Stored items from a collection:
= Beginning of Section =

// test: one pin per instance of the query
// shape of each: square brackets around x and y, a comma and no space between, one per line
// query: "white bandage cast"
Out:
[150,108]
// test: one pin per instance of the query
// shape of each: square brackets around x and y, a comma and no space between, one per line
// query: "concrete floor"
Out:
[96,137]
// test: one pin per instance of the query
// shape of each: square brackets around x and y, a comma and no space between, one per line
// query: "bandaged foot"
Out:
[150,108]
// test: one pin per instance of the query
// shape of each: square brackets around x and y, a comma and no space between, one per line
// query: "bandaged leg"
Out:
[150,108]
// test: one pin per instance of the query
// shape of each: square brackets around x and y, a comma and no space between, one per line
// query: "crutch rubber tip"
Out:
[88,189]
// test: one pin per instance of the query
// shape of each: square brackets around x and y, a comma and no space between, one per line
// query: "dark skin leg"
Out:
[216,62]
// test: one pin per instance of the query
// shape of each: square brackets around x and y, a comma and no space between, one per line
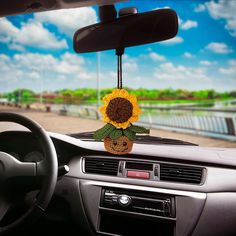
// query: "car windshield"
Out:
[185,86]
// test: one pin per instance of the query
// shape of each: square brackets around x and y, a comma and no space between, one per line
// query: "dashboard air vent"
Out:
[179,173]
[102,166]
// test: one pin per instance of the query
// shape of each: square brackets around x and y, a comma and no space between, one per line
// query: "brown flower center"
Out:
[119,110]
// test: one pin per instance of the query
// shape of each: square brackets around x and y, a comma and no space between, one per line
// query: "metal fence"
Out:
[222,125]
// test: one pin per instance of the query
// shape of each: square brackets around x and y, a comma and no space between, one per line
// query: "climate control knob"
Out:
[124,200]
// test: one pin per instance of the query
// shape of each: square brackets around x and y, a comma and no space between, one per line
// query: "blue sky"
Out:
[36,50]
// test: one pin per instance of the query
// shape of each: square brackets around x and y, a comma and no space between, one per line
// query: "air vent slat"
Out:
[179,173]
[101,166]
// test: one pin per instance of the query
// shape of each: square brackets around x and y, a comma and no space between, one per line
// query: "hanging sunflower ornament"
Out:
[119,111]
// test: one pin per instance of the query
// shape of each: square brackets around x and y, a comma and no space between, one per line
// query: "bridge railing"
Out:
[222,125]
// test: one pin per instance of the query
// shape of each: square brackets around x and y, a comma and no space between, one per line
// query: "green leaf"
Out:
[139,129]
[115,134]
[103,132]
[129,134]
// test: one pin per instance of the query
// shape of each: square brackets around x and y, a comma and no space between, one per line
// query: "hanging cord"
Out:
[119,54]
[119,71]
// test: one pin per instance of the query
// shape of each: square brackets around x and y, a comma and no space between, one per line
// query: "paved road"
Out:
[67,124]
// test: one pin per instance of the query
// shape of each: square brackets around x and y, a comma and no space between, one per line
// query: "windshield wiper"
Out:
[145,139]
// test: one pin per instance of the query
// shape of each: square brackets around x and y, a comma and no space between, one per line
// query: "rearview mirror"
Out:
[127,31]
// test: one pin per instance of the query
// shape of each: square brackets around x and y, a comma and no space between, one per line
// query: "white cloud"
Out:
[130,66]
[188,55]
[230,70]
[175,40]
[219,48]
[31,34]
[222,9]
[200,8]
[188,25]
[207,63]
[156,57]
[68,20]
[30,70]
[168,71]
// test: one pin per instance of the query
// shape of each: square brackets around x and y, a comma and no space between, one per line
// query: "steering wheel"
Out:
[11,167]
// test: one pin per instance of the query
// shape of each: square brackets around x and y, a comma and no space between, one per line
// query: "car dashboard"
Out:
[166,189]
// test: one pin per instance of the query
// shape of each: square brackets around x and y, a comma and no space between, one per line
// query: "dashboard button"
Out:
[138,174]
[124,200]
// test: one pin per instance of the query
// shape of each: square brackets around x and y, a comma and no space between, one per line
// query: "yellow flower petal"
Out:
[121,93]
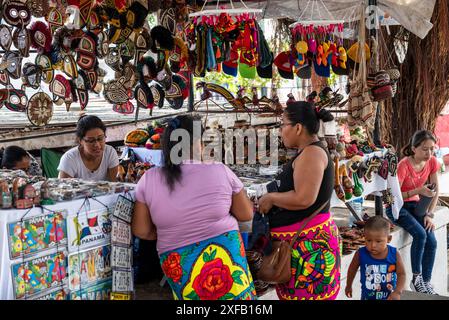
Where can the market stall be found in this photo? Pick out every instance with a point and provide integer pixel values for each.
(79, 247)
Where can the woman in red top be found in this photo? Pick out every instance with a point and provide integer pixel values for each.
(417, 174)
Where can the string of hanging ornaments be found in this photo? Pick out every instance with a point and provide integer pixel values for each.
(227, 40)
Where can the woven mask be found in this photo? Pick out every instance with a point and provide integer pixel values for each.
(85, 9)
(38, 8)
(123, 35)
(115, 91)
(144, 97)
(5, 37)
(31, 75)
(55, 20)
(69, 66)
(15, 64)
(40, 109)
(22, 40)
(114, 59)
(4, 77)
(92, 78)
(14, 99)
(143, 44)
(168, 19)
(82, 85)
(16, 14)
(61, 89)
(94, 21)
(102, 45)
(45, 63)
(40, 36)
(127, 51)
(129, 73)
(86, 53)
(164, 77)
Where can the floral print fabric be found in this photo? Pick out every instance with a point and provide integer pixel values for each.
(213, 269)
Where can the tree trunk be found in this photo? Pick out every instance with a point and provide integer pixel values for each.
(423, 89)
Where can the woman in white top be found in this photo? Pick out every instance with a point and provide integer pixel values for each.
(92, 159)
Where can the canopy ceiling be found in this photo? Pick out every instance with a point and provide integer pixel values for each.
(414, 15)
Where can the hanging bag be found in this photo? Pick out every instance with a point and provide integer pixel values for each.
(360, 109)
(276, 267)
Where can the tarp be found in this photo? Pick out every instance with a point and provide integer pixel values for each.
(414, 15)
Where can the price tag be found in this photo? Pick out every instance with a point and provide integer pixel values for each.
(121, 233)
(122, 281)
(121, 257)
(123, 209)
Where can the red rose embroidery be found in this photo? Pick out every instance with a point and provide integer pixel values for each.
(171, 266)
(242, 247)
(214, 280)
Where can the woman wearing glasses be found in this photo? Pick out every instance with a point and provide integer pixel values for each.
(418, 177)
(17, 158)
(306, 186)
(92, 159)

= End of Section =

All records above should be duplicated exactly, with the pictures omitted.

*REPLY TO THE EXERCISE*.
// test: one pin per instance of the query
// shape of each: square brackets around x and y, a comma and no space between, one per line
// query: "white bandage cast"
Out:
[150,108]
// test: one pin per instance of the query
// shape of each: square brackets around x and y, a comma and no space between, one per line
// query: "concrete floor"
Out:
[96,137]
// test: one pin per instance of the query
// shape of each: square brackets around x and y, a comma and no space between, one per line
// query: "bandaged foot"
Out:
[150,108]
// test: one pin per instance of the query
// shape of each: square brackets around x and y, a comma and no space between, one per line
// query: "bandaged leg"
Out:
[150,108]
// test: one pin per instance of the query
// shape of each: square brackets around x and y, a comma and no space between, one per line
// query: "crutch rubber tip"
Out:
[88,189]
// test: one pin per instance of the query
// shape of each: square brackets around x and y, a comma and no space between, one per line
// query: "dark skin leg"
Out:
[216,62]
// test: one pin per instance of the query
// shape of each: square brackets around x and y, a comma and no space between, one per line
// query: "car windshield"
Out:
[185,86]
// test: one pin per instance of the query
// shape of each: square brackets around x and y, a comma and no space between, one per line
// query: "dashboard air vent"
Out:
[179,173]
[102,166]
// test: one pin per instance of the query
// shape of each: square brackets around x and y, a comma and no space between, one per line
// query: "brown flower center"
Out:
[119,110]
// test: one pin per instance of the query
// shape of each: square brackets around x and y, a comma and no space between, one per line
// query: "metal fence"
Out:
[222,125]
// test: one pin per instance of the query
// shape of each: square brackets around x and y, a comma and no space between, one per line
// query: "climate control knob"
Out:
[124,200]
// test: one pin per instance of the query
// shape of each: square brackets around x and y, a comma and no space between, one per line
// query: "blue sky"
Out:
[36,50]
// test: one pin per instance of the query
// shape of each: square brackets around x and y, a comma and no space between, one per line
// query: "air vent slat"
Out:
[179,173]
[101,166]
// test: one pin per instance of the query
// shape of each: square brackets around x and y, a comma and no space between, one per line
// query: "hanging sunflower ornament"
Out:
[119,111]
// test: one pin per instance of the query
// shape of each: square brackets around x and y, a comma and no space between, one per line
// query: "bridge railing"
Out:
[222,125]
// test: one pin per instance of the query
// shape of each: square brackets around x and y, a comma and no space between, one per line
// query: "green leaf"
Out:
[139,129]
[115,134]
[103,132]
[129,134]
// test: one pin per instance of the query
// shape of each: square brackets around x and y, a comma and no space between, one per line
// query: "hanging cord"
Out:
[119,54]
[119,71]
// test: one pin per instance of the query
// shape of each: square brackets around x and y, a comma and no space between, one per line
// query: "paved road"
Out:
[67,124]
// test: one pin per instance of the query
// shape of each: square brackets around x and y, a comma and no space between, one per line
// query: "windshield wiper"
Out:
[145,139]
// test: one pin per instance of the query
// shape of each: square brackets around x and y, a comma and no space between, one per line
// query: "rearview mirror"
Out:
[127,31]
// test: one pin per instance of the query
// shape of each: square brackets around x and y, a comma and no space between, one per line
// query: "white cloud"
Out:
[130,66]
[188,55]
[230,70]
[175,40]
[219,48]
[31,34]
[222,9]
[200,8]
[188,25]
[207,63]
[156,57]
[68,20]
[30,70]
[168,71]
// test: one pin per instance of the query
// shape of each: square brackets around x and y, a comma and no space between, one per line
// query: "steering wheel"
Out:
[11,167]
// test: one pin per instance of the query
// shape of each: square brackets around x and y, a comma and no space between, one per line
// query: "car dashboard"
Out:
[166,189]
// test: one pin per instance of the query
// shape of each: square brackets around x and y, a comma and no space between, one per line
// query: "dashboard button"
Out:
[138,174]
[124,200]
// test: one pin per instance of the query
// shape of each: square brackets around x and y, a comma and no space between, one per line
// query: "yellow flower petal"
Out:
[121,93]
Where can the market stall be found in this photo? Pick out every instance with a point and provide integer pixel values for each.
(79, 247)
Where can the woman in red top be found in this photo? Pick out every instance with a point and provide integer pixel values for each.
(417, 174)
Where can the string of hanging ornaments be found in this photo? Pick out every instance with a point and provide integer pixel values for each.
(227, 40)
Where can the woven mask be found in this photo? Pick out every instance with a point and provide integer pixel values for each.
(85, 9)
(38, 8)
(123, 35)
(115, 91)
(144, 97)
(5, 37)
(31, 75)
(55, 20)
(69, 66)
(15, 64)
(40, 109)
(22, 40)
(114, 59)
(4, 77)
(92, 78)
(14, 99)
(143, 44)
(168, 19)
(82, 85)
(16, 14)
(61, 89)
(94, 21)
(102, 45)
(45, 63)
(40, 36)
(127, 51)
(129, 73)
(86, 53)
(164, 77)
Where can the floral print fabric be found in this photo? Pick out every instance with a point and provide integer pixel values for each.
(213, 269)
Where can the tree trunk be found in this photo? Pick out every instance with a point and provide integer pixel values for each.
(423, 89)
Where can the woman in white top be found in this photo? Pick out every instance with a point and provide integer pixel values for each.
(92, 159)
Where can the canopy ceiling be found in this photo? Pick out every instance with a point and provide integer pixel values for each.
(414, 15)
Where can the hanging bag be found in this photo? Pick out every instance with a point and provide integer pixel values for each.
(360, 109)
(276, 267)
Where can the tarp be found in this photo? Pick out every instance with a point and provide integer pixel values for each.
(414, 15)
Where can the price tag be found in this photo? Pick out every instance with a point and provide integer pixel values for each.
(121, 233)
(122, 281)
(121, 257)
(123, 209)
Where can the red rose embroidery be found in this photo? Pick out every instance with a point and provide integer pixel values for each.
(171, 266)
(242, 247)
(214, 280)
Where can the woman wearing glasses be found in this photo? Pick out every instance with a point and provide integer pixel values for each.
(418, 177)
(17, 158)
(306, 186)
(92, 159)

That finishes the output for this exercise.